Skunked twice now :banghead:

Sent from my SPH-L900 using Ohub Campfire mobile app


----------



## Tribal Carper (Nov 26, 2012)

I fished a few sessions over the Holiday weekend on the river and had 30+ carp on the landing mat with biggest going 26 lbs. (and landed 6 mirrors)....and not one single fish taken on corn. I used to fish plain , flavored sweetcorn and plain , flavored field corn but a few years ago I gave that up and went strictly pop up boilies....have not looked back for Spring , Summer and Fall carpin. Only time I use sweetcorn now is through Winter , but I will say I use more fake Enterprise corn (flavored) than regular corn during the cold water period.

I do however use steam rolled corn for chum and use a method mix around my weighted in-line feeders all year except in Winter.


----------



## CarpRule (Jun 18, 2013)

I have had no luck on fruity scented boilies either I have a green lipped mussel I will try this weekend. Could be the new alarm I have too.

[Dataset entries]

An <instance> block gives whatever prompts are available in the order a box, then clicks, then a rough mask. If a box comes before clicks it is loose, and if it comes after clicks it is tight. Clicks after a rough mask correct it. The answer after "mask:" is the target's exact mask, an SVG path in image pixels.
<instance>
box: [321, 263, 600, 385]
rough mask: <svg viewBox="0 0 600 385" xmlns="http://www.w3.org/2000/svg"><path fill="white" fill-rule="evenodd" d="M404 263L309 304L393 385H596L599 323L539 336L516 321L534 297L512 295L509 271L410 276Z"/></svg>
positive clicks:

What to do
1) In the carp fishing thread, how much did the biggest carp that Tribal Carper landed over the holiday weekend weigh?
2) Can you put this sentence from the carp fishing thread into Spanish: "I do however use steam rolled corn for chum and use a method mix around my weighted in-line feeders all year except in Winter."
3) Carry on the carp fishing thread from its final post.

Exercise answers
1) 26 lbs.

2) Sin embargo, sí uso maíz laminado al vapor como engodo y uso una mezcla tipo method alrededor de mis alimentadores en línea lastrados todo el año, excepto en invierno.

3)
Still not used to this euro stuff. Hard better luck with my Carolina Rig and bait clicker.


Sent from my SPH-L900 using Ohub Campfire mobile app


----------



## BottomBouncer (Jan 20, 2005)

CarpRule said:


> I have had no luck on fruity scented boilies either I have a green lipped mussel I will try this weekend. Could be the new alarm I have too.
> 
> Still not used to this euro stuff. Hard better luck with my Carolina Rig and bait clicker.
> 
> ...


The key will be having some sort of method in the area. Just tossing out a boilie or pop up won't get much. I like using a grits/oats mix with some plain bread crumb as a binder. Experiment with the amount of flavor you add to it, or don't add any at all. You could add creamed corn to it. A lot of times I would use the liquid from a can of sweet corn. Sometimes just lake/river water.

If you're using two rods, then try something different on each rod.

If I knew I'd be fishing a spot I would pick a flavor and bait and chum that area daily, at the same time each day. Carp are not going to turn down an easy meal. A few fish will clear out your chum pretty quick. Get a bait spoon, fill a 5 gallon bucket about half to 2/3 and spread it around the area.
Chum it around the same time you plan to start fishing it. When I arrived to fish, before I did anything else I'd get bait in the water. Then get your rigs ready and all that sort of thing.


----------



## Lewzer (Apr 5, 2004)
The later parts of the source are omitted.